[Referring expression pointing data]
· · ·
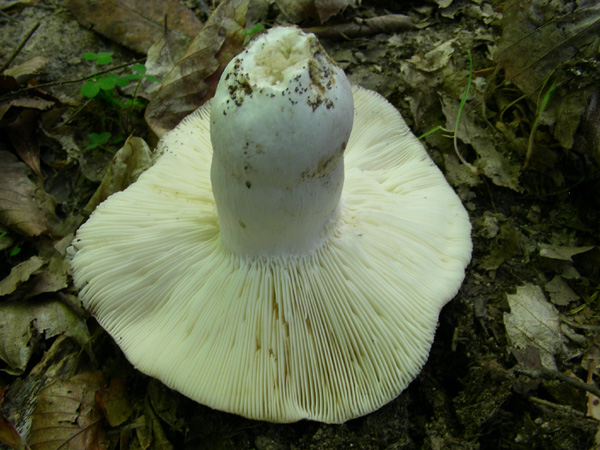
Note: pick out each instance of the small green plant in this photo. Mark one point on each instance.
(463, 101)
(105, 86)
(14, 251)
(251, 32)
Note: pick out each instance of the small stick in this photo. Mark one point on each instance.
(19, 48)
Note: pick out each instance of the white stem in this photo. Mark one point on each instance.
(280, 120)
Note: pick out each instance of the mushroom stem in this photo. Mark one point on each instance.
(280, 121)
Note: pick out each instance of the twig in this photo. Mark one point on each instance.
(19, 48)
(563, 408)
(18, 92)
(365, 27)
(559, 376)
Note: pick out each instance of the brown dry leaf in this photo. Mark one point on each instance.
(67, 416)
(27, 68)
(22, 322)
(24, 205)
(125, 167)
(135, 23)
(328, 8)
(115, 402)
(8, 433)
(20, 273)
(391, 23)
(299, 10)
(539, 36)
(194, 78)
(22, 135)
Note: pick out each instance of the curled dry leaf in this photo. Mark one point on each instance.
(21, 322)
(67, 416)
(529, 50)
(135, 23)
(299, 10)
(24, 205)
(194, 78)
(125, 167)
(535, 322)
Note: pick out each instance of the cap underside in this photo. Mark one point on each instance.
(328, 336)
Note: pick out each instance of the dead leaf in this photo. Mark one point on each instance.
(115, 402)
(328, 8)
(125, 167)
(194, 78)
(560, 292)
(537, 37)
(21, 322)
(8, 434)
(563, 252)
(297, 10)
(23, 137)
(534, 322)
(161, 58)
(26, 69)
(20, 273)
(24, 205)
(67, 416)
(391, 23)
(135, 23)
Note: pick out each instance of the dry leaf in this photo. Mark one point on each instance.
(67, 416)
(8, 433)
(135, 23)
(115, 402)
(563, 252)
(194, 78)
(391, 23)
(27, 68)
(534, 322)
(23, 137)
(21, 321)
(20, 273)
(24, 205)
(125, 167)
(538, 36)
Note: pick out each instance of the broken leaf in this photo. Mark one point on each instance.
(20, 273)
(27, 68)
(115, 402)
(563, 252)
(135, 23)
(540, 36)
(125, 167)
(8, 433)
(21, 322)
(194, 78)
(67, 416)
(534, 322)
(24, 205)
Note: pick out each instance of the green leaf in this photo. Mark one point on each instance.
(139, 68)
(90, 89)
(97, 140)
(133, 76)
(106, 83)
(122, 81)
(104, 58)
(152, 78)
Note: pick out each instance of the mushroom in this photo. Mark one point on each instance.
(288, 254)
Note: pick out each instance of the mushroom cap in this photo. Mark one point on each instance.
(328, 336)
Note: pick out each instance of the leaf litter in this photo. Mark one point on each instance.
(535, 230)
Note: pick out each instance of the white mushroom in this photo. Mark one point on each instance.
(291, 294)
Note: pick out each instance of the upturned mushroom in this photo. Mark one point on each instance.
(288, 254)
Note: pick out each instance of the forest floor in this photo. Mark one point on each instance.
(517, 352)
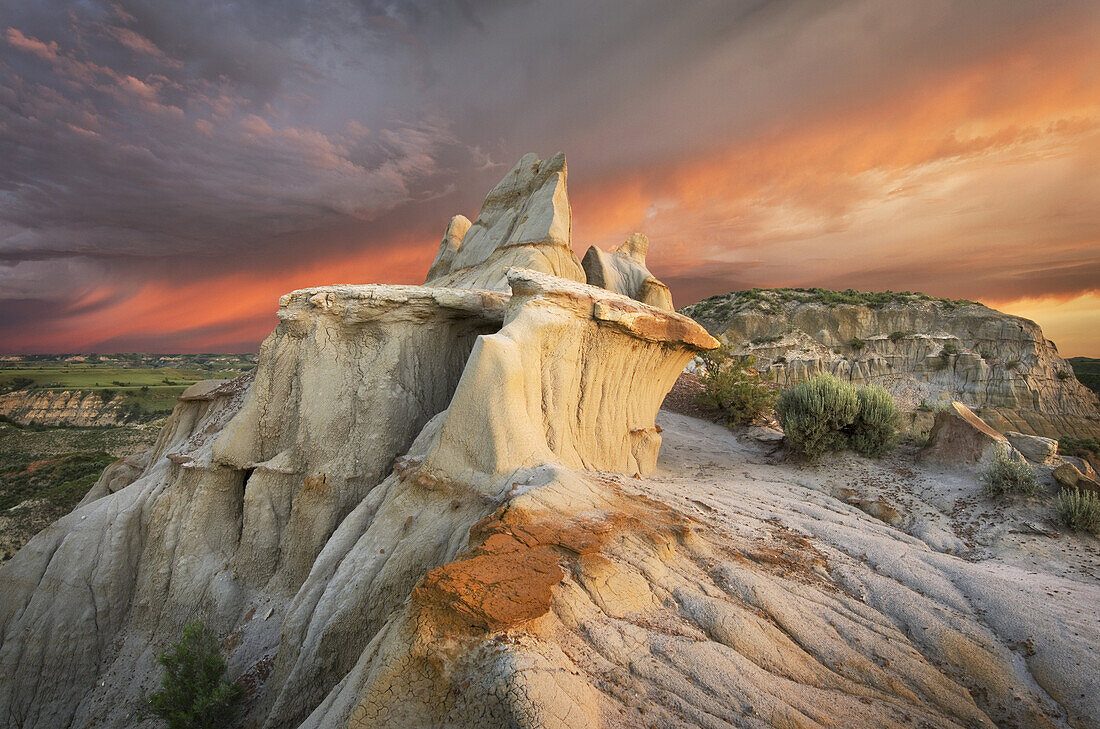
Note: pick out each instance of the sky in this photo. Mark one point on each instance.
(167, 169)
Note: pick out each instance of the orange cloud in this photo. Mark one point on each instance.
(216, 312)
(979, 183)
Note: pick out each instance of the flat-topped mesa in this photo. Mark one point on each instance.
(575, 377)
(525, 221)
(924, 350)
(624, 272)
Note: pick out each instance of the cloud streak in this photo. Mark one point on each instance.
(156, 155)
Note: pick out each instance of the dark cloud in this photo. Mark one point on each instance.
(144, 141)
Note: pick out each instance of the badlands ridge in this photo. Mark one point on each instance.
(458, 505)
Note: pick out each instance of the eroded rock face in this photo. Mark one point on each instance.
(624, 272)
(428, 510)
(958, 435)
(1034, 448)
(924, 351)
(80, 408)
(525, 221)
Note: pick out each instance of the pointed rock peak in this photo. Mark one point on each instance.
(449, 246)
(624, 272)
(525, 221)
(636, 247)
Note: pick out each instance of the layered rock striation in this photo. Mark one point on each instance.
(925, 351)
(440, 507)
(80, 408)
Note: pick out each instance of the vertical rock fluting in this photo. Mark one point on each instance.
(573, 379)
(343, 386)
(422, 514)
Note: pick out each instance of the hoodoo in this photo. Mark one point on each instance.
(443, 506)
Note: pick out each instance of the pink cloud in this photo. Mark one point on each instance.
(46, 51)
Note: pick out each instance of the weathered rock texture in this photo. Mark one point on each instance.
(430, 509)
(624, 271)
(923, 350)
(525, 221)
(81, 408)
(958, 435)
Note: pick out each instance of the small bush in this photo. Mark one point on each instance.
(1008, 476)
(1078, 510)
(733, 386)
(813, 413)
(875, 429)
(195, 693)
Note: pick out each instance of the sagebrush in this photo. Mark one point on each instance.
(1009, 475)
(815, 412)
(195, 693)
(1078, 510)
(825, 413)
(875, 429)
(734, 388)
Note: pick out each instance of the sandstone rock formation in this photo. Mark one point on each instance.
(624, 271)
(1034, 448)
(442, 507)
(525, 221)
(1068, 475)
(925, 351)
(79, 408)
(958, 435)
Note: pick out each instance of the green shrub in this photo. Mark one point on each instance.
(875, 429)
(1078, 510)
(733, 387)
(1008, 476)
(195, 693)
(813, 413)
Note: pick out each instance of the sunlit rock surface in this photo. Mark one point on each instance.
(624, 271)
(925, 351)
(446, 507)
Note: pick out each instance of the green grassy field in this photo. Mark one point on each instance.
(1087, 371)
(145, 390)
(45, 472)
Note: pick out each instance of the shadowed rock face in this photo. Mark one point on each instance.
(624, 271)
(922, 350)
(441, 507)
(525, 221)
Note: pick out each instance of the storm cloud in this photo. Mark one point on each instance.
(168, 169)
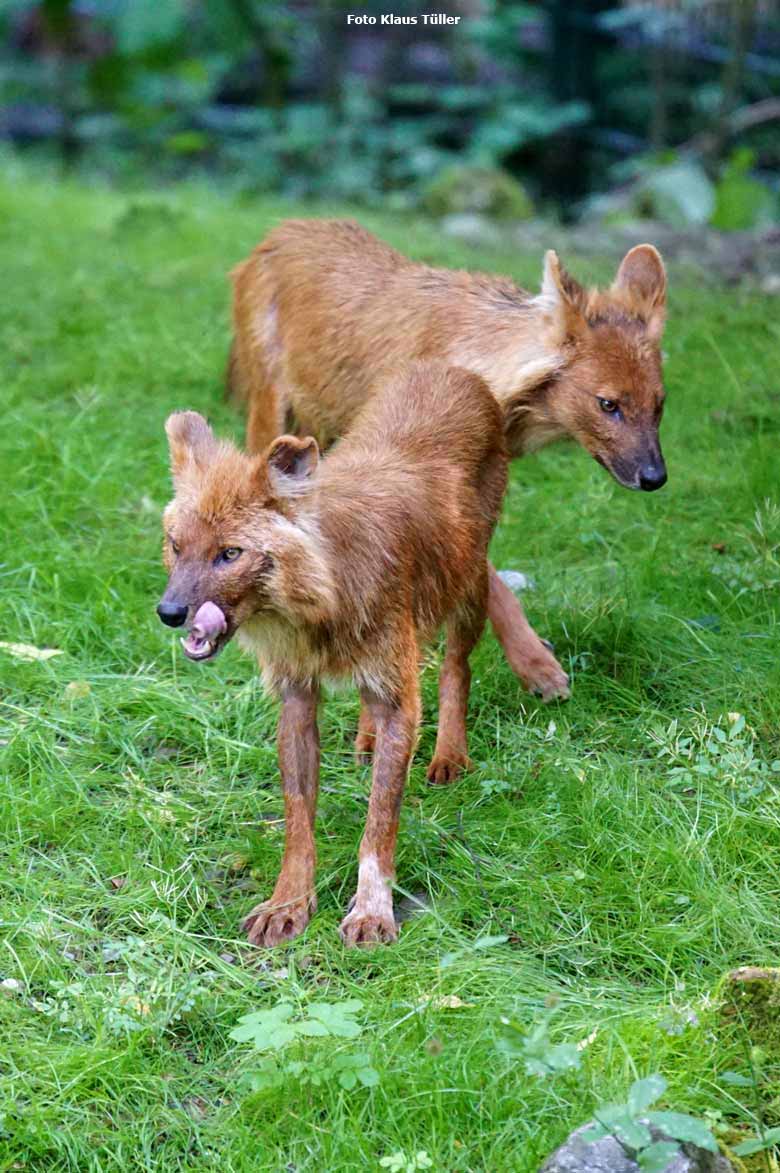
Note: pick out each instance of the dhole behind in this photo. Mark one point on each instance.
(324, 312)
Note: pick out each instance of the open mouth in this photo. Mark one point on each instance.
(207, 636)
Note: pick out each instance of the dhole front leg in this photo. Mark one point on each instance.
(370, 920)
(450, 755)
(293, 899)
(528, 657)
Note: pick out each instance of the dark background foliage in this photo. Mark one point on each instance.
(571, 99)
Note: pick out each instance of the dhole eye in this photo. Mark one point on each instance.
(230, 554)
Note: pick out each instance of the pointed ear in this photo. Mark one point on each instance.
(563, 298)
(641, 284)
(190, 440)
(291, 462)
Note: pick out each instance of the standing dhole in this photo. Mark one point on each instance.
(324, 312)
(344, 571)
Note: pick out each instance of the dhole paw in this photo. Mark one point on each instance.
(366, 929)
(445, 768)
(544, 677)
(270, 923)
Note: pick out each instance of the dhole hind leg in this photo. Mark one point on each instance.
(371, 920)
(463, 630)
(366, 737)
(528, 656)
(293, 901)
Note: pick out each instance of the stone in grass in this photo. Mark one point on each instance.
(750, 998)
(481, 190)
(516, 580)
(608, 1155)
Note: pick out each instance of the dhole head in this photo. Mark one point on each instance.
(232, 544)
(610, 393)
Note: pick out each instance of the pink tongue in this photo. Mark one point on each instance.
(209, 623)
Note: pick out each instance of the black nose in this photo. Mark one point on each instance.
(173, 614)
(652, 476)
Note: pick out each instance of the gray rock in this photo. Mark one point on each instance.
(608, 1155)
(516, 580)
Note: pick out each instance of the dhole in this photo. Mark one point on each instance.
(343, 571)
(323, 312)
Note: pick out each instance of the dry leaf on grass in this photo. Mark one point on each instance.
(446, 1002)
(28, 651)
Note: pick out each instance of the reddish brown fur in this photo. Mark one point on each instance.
· · ·
• **WHAT IS NEEDED**
Your answer must be an exact transcription of every entry, minus the pictures.

• **RESULT**
Note: pick out each instance of the small green plant in this photo. Mark one point on each instance.
(463, 101)
(105, 86)
(14, 251)
(251, 32)
Note: pick out each instance of the small stick in this photo. Mark one point on each instance.
(19, 48)
Note: pick out each instance of the white stem in this photo. Mark one point on each instance.
(280, 120)
Note: pick out each instance of the mushroom stem in this photo. Mark one point on each instance.
(280, 121)
Note: pick out each instance of the twig in this photo. Mark one point on each instance.
(19, 48)
(563, 408)
(18, 92)
(365, 27)
(559, 376)
Note: pick out each instance of the brown dry leaf in this photo. Mark one point on each instance.
(67, 416)
(27, 68)
(22, 322)
(24, 205)
(125, 167)
(135, 23)
(328, 8)
(115, 402)
(8, 433)
(20, 273)
(391, 23)
(299, 10)
(539, 36)
(194, 78)
(22, 135)
Note: pick out each instance of the curled dry leaf in this photo. Mark one point on each instance.
(21, 322)
(67, 416)
(529, 50)
(135, 23)
(299, 10)
(24, 205)
(194, 78)
(125, 167)
(535, 322)
Note: pick out each instance of the cap underside in this photo. Mark one point on each instance.
(328, 336)
Note: pick out each instance of the dead leaf in this photo. Mark one point on each instance.
(115, 402)
(328, 8)
(125, 167)
(194, 78)
(560, 292)
(537, 37)
(21, 322)
(8, 434)
(563, 252)
(297, 10)
(23, 137)
(534, 322)
(161, 58)
(26, 69)
(20, 273)
(24, 205)
(67, 416)
(391, 23)
(135, 23)
Note: pick out each instance of the dry leaf in this photo. Mark one point on each instance.
(67, 416)
(8, 433)
(135, 23)
(115, 402)
(563, 252)
(194, 78)
(391, 23)
(27, 68)
(534, 322)
(23, 137)
(21, 321)
(20, 273)
(24, 205)
(125, 167)
(538, 36)
Note: pick out each instance of the broken leaf in this photo. Mark one point on each instance.
(20, 273)
(27, 68)
(115, 402)
(563, 252)
(135, 23)
(540, 36)
(125, 167)
(8, 433)
(21, 322)
(194, 78)
(67, 416)
(534, 322)
(24, 205)
Note: pick out each instance of the green leaf in this photo. Mark one point on each instance.
(139, 68)
(90, 89)
(97, 140)
(133, 76)
(106, 83)
(122, 81)
(104, 58)
(152, 78)
Note: pick out each instance of the mushroom in this photo. Mark one point on each instance.
(288, 254)
Note: pick out each instance of the mushroom cap in this photo. Mark one point on each instance.
(328, 336)
Note: pick out each instance of the leaf litter in this photo. Mark one point on each instance.
(535, 230)
Note: pick out each instance of the white mushroom in this photo. Mark one point on each instance.
(291, 294)
Note: pick out each instance of the upturned mushroom in this photo. Mark one point on each instance.
(288, 254)
Note: pick out each instance of the forest floor in this photo. Mark one point on each instance.
(517, 352)
Note: pick out each instance of the sky in this photo. Mark one point on each instance.
(167, 169)
Note: pick out each instance of the orange cloud in this photo. Mark one point on each instance.
(216, 312)
(979, 183)
Note: pick out each instance of the flat-topped mesa in this photo. Mark one point on each instance.
(575, 377)
(525, 221)
(924, 350)
(624, 272)
Note: pick out each instance of the cloud streak in this photo. Mark one point on each instance.
(156, 155)
Note: pick out each instance of the dark cloud in this photo. Mark one point on each instance.
(144, 141)
Note: pick out each instance of the badlands ridge in this photo. Mark one point on each instance.
(458, 505)
Note: pick out each instance of the eroded rock face in this photo. Mark one point on each instance.
(624, 272)
(428, 510)
(958, 435)
(1034, 448)
(924, 351)
(80, 408)
(525, 221)
Note: pick out each instance of the pointed rock peak in this photo. Mark one point on each instance.
(449, 246)
(624, 272)
(525, 221)
(636, 247)
Note: pick out each instance of the layered rock striation in this photo. Mark one point on each instance.
(925, 351)
(440, 507)
(80, 408)
Note: pick out each instance of the vertical rock fluting in this photo. Mark one point on each instance.
(573, 379)
(343, 386)
(422, 514)
Note: pick out each instance of the hoodoo in this photo. Mark one point on each instance.
(443, 506)
Note: pick out each instance of the pink cloud in this photo. Mark one point on each instance.
(46, 51)
Note: pick out each instance of the weathered rock texture in this photo. Mark one point on each instance.
(430, 509)
(624, 271)
(923, 350)
(525, 221)
(81, 408)
(958, 435)
Note: pick out each instance of the small bush in this photo. Mark one point on each instance.
(1008, 476)
(1078, 510)
(733, 386)
(813, 413)
(875, 429)
(195, 693)
Note: pick out each instance of the sagebrush in this photo. Mark one point on each instance.
(1009, 475)
(815, 412)
(195, 693)
(1078, 510)
(825, 413)
(875, 429)
(734, 388)
Note: pick out each instance of the sandstone rock formation in this photo. Mark one point on each instance.
(624, 271)
(1034, 448)
(442, 507)
(525, 221)
(1068, 475)
(925, 351)
(79, 408)
(958, 435)
Note: pick out each instance of the green shrub in this photo. Mark one point on each instance.
(875, 429)
(1078, 510)
(733, 387)
(1008, 476)
(195, 693)
(813, 413)
Note: pick out each instance of the sunlit rock surface in this photo. Mark one point on each instance.
(624, 271)
(925, 351)
(446, 507)
Note: pick out each instance of the green grassy field in this photo. Mark one point on each instance.
(1087, 371)
(145, 390)
(45, 472)
Note: pick out each instance of the shadowed rock face in this photo. Mark one point on each instance.
(624, 271)
(922, 350)
(441, 507)
(525, 221)
Note: pick out each instance of the storm cloud in this photo. Mark one point on each instance.
(168, 169)
Note: pick out each instance of the dhole behind in this photo. Mark one point on each instance.
(324, 312)
Note: pick out each instance of the open mouth in this photo. Mark one point on each instance.
(207, 636)
Note: pick out each instance of the dhole front leg in this photo. Mark one point on each instance.
(370, 920)
(450, 755)
(293, 899)
(528, 657)
Note: pick out each instance of the dark background foliage in this photo. Mark one point on each instance.
(571, 99)
Note: pick out each instance of the dhole eye in this photo. Mark one point on each instance.
(230, 554)
Note: pick out each instance of the pointed ear in this photo. Mark one point on each instance.
(563, 298)
(641, 284)
(190, 440)
(291, 462)
Note: pick out each instance of the standing dhole in this photo. Mark one point on each instance.
(324, 312)
(344, 571)
Note: pick out each instance of the dhole paw in this photo. Mark one point on each instance.
(366, 929)
(445, 768)
(544, 677)
(270, 923)
Note: pick out each instance of the dhole hind leg in this photo. Mark one point on each instance.
(371, 920)
(463, 630)
(366, 737)
(528, 656)
(293, 901)
Note: pick out each instance of the stone in grass in this photo. Mark one point on each instance.
(750, 998)
(481, 190)
(516, 580)
(608, 1155)
Note: pick out each instance of the dhole head in this photo. Mark one point on each instance.
(232, 544)
(610, 393)
Note: pick out each instance of the pink tongue in this photo. Mark one point on each instance.
(209, 623)
Note: pick out each instance of the black nose in this photo. Mark one point on each instance.
(173, 614)
(652, 476)
Note: pick out each instance of the gray rock in this photo. Mark one point on each instance.
(608, 1155)
(516, 580)
Note: pick out each instance of the dhole in this photo. Mark one point on each instance.
(343, 571)
(323, 312)
Note: pick out each instance of the dry leaf on grass in this photo. Mark one point on each instance.
(446, 1002)
(28, 651)
Note: pick out each instance of the reddish brown fur in this photo. Mark one point on each instance.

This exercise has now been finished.